§ **Your task**: Please copy the rows between the line holding "of the man in" and the line holding "x=253 y=224", inclusive, changing "trolley" to "cart" and leaving everything else unchanged.

§ **Given records**:
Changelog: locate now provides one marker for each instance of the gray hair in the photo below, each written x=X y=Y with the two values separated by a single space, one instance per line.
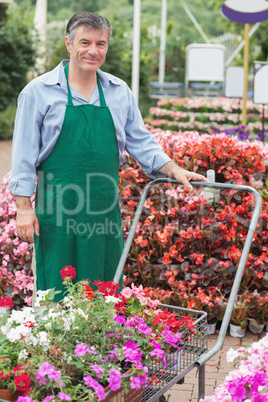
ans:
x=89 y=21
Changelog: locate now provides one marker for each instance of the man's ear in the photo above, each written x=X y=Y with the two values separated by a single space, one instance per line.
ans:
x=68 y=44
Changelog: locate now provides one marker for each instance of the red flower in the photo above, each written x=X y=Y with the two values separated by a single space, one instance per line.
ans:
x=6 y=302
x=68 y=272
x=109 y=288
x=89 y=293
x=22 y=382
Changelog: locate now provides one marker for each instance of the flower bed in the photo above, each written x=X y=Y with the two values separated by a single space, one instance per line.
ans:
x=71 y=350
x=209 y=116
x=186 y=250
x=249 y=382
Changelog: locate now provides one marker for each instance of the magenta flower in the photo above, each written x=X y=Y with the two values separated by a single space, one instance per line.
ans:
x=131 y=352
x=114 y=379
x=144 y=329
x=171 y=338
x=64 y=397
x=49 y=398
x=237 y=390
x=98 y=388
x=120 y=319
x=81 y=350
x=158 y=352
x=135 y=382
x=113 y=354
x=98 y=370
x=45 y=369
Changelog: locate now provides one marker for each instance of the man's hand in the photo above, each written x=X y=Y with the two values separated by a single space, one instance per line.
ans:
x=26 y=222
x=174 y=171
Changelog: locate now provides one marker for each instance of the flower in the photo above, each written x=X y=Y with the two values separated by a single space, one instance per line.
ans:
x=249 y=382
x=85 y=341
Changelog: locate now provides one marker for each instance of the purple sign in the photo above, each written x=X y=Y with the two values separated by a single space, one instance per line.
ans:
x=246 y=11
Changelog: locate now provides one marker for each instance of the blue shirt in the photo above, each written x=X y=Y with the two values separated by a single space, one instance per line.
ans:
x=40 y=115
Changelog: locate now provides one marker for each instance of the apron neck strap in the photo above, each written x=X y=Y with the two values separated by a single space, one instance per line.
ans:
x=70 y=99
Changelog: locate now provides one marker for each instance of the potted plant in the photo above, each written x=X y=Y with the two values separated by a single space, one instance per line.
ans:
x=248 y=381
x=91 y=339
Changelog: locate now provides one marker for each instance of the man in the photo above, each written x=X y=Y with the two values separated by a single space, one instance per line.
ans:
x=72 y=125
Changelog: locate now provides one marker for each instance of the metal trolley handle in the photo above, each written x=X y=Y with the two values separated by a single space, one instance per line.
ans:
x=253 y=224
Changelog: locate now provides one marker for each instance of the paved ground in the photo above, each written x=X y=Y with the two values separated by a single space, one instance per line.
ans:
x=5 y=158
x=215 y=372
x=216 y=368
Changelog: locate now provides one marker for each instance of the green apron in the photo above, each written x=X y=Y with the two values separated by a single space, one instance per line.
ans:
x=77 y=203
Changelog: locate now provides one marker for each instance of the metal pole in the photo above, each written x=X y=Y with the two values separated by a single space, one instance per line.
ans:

§ **Response**:
Changelog: locate now provides one marker for each instance of the man in the photo above, each written x=X y=Y with the two values separated by a single space, one instance per line.
ans:
x=72 y=125
Changelog: locate now provides one marker for each instance of the metal cart handle in the photo above, each written x=X y=Y with the two values separated by a single space, one instance per line.
ans:
x=253 y=224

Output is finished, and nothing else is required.